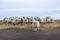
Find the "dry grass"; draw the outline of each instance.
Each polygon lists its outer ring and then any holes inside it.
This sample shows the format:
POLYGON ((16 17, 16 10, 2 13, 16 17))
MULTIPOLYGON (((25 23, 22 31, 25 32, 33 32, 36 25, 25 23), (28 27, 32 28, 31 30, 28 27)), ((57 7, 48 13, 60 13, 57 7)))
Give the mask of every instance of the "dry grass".
MULTIPOLYGON (((60 27, 60 23, 48 23, 48 24, 41 24, 41 29, 51 29, 51 28, 56 28, 60 27)), ((0 29, 21 29, 21 28, 32 28, 31 24, 17 24, 17 25, 12 25, 12 24, 0 24, 0 29)))

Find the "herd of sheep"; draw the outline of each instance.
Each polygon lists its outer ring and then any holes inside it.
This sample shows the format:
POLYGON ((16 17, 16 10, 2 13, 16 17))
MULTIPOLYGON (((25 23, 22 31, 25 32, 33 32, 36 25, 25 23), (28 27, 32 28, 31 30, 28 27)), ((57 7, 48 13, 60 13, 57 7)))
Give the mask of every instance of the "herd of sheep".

####################

Rewrite every line of the entries, swapping "herd of sheep" for "flock of sheep" wherever it appears and changing nothing else. Leave the pictures out.

■ Task output ■
Find the "dry grass"; draw the outline of each instance.
Each polygon lists its outer ring and then any holes inside it.
This sample shows the format:
POLYGON ((16 17, 16 10, 2 13, 16 17))
MULTIPOLYGON (((25 23, 22 31, 25 32, 33 32, 36 25, 25 23), (28 27, 32 28, 31 30, 28 27)), ((57 7, 48 13, 60 13, 57 7)))
Give the mask of every instance of the "dry grass".
MULTIPOLYGON (((60 27, 60 23, 48 23, 48 24, 41 24, 41 29, 51 29, 51 28, 56 28, 60 27)), ((0 29, 21 29, 21 28, 32 28, 31 24, 17 24, 17 25, 12 25, 12 24, 0 24, 0 29)))

Find the "flock of sheep"; draw the outline of each instance.
Each polygon lists its outer ring and then any holes inside it.
This sample shows the format:
POLYGON ((16 17, 16 10, 2 13, 16 17))
MULTIPOLYGON (((25 23, 22 31, 25 32, 33 32, 36 25, 25 23), (28 27, 32 28, 31 30, 28 27)), ((57 7, 48 13, 60 13, 57 7)))
Give the mask of every instance of the "flock of sheep".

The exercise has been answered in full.